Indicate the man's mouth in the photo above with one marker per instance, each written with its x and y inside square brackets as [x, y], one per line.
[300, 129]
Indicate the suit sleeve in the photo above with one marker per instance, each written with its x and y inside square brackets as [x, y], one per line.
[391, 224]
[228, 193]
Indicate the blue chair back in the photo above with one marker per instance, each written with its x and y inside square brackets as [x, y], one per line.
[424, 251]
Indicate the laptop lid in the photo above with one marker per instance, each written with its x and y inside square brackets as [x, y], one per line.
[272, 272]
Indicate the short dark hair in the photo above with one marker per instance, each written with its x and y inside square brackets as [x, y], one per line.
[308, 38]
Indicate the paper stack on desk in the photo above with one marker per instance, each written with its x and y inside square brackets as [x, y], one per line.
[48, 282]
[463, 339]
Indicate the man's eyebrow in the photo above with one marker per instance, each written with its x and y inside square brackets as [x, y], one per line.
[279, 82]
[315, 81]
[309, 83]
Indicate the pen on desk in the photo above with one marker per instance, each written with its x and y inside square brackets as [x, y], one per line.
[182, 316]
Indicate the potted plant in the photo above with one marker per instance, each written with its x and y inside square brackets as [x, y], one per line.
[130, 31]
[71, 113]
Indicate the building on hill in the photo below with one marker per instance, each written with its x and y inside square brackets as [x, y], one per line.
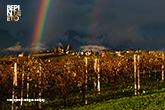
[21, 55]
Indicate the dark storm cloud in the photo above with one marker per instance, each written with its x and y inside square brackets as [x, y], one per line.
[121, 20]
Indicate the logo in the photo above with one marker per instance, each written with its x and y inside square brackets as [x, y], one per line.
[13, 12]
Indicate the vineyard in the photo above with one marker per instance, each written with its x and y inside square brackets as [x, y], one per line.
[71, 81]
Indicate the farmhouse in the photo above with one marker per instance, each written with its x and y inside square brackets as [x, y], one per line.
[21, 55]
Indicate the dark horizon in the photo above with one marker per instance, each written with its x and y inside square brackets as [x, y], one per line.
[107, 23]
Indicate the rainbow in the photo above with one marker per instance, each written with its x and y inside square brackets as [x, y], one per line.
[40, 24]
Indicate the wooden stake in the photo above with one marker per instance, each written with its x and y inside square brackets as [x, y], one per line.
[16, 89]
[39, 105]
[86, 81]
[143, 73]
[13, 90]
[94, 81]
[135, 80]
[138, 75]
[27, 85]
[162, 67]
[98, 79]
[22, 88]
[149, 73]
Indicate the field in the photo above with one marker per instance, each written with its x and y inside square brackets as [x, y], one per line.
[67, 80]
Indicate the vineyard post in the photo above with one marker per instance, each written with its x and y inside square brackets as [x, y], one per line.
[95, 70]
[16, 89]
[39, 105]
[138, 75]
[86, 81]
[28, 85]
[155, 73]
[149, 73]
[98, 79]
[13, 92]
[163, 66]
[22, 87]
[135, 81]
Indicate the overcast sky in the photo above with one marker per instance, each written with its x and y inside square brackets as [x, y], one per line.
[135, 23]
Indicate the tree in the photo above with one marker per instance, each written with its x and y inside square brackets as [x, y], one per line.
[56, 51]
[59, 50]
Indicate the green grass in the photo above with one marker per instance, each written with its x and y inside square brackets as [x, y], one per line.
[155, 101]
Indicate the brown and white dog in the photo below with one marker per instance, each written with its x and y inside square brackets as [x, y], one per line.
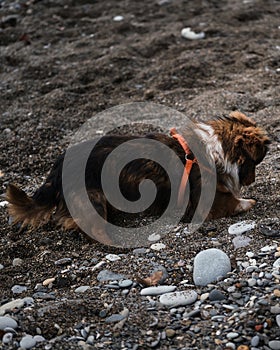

_WHAT IS EXPECTED_
Go through the material above and substitute "point" for every "marker", keeping everything else unchanged. Leave the pictures out.

_WRITTEN ANSWER_
Indicate the man's mouth in the photo above with one point per instance, each written with its x and y inside square brackets as [x, y], one per line.
[300, 129]
Indicate the suit sleeve in the photo above with one point per instance, each written with its x and y inside square brackets as [x, y], one per line.
[391, 224]
[228, 193]
Indicate the blue chair back in the photo above with one point per instance, each written with its x and y inside square brackets as [x, y], one per line.
[424, 251]
Indicate the laptop lid in the photo above with one point per instance, each written with its x and y inside square brackets as [x, y], one per line.
[272, 272]
Indicate the short dark hair in the photo above with one point per instance, each written with its x and y inside square brackets as [x, y], one per line.
[308, 38]
Indicate the paper stack on desk in the photo above with one point per instance, each written with its x and y inside square brackets as [x, y], one per line.
[48, 282]
[463, 339]
Indicate the man's eyebrow in the photo above with one point per instance, each written with its x and y inside square brackets as [x, y], one per line.
[279, 82]
[315, 81]
[309, 83]
Indicate the pen on desk in the photo above with one point per instance, each written with its x and y inside square brackets as [x, y], one per line.
[182, 316]
Indicate the potted plant in the photo above with one point per instance, each written with its x and y inside square brackets as [x, y], one per line.
[130, 31]
[71, 113]
Indicate the building on hill in the photo below with one point per instance, each written with its x and y inside square brackets as [x, y], one per line.
[21, 55]
Indicate the dark storm cloud in the photo above with one point per instance, each written with its x and y inside square brackets as [x, y], one per line.
[121, 20]
Indicate the logo in the photo above with one point per instance, each written with its x and y inside square brackets as [x, y], one per line.
[13, 12]
Indicate the vineyard in the photo above with one point per instance, each written with its x and y inside square brackets as [x, y], one per line.
[71, 81]
Indicate the farmhouse in the photo above with one point per instance, each written with its x and y inside square brackets as [x, y], one per line.
[21, 55]
Indicate the dark horizon in the photo above with one point per instance, each written with its x and y inside square brackets as [x, y], one per line.
[107, 23]
Indicate the rainbow in the photo above with one point per instance, each written with its x and y inside square brackets as [x, y], one per line.
[40, 24]
Indicate the wooden stake in the photo above with one point per instance, each written with its x and y inside square brackets as [x, y], one per line.
[16, 89]
[39, 105]
[86, 81]
[143, 73]
[13, 90]
[94, 81]
[135, 80]
[138, 75]
[27, 85]
[162, 67]
[98, 79]
[22, 88]
[149, 73]
Indicate the field in the photo above with one point per instance, each written with its x and y inside square brackets as [x, y], one per line.
[67, 80]
Indicate the vineyard post in the photo above with one point per instance, each written with its x and y inside square brackets as [x, y], one per line.
[95, 70]
[16, 89]
[39, 105]
[138, 75]
[86, 81]
[28, 85]
[155, 73]
[149, 73]
[98, 79]
[13, 92]
[163, 66]
[22, 87]
[135, 81]
Indicate the overcast sky in the photo above with one point per instance, each written with its x and y inside square brackets as [x, y], one per line.
[135, 23]
Indicate the tree in the photo above with one point per instance, each written with its x and y inside square brackets as [x, y], one per line.
[56, 51]
[59, 50]
Indicate the green grass in the photo above with one point per instance, each written with its x and y inside square brackets as [x, y], one per line.
[155, 101]
Indicate the brown and white dog in the photo below with one point per instance, each written with its x and y inside square brackets as [x, y], one per line.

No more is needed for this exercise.